_TO BE DONE_
Please rewrite the listing below with "large gray rock" substituted for each "large gray boulder" and nothing else changed, leaving out the pictures.
[begin RECORDS FOR THE EXERCISE]
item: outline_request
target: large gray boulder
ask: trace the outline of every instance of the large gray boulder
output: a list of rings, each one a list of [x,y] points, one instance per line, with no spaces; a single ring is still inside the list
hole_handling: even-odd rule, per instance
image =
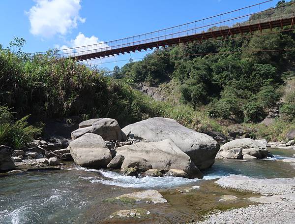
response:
[end RECORDS FOR THE EXERCISE]
_OUTPUT FOR THIS TASK_
item: outline_request
target: large gray rock
ask: trace the outline of every instance of the large gray rock
output: a list of rings, each one a list of [x,y] points, one instance per line, with no spaces; a single ring is still inside the list
hole_handling: even-odd rule, per instance
image =
response:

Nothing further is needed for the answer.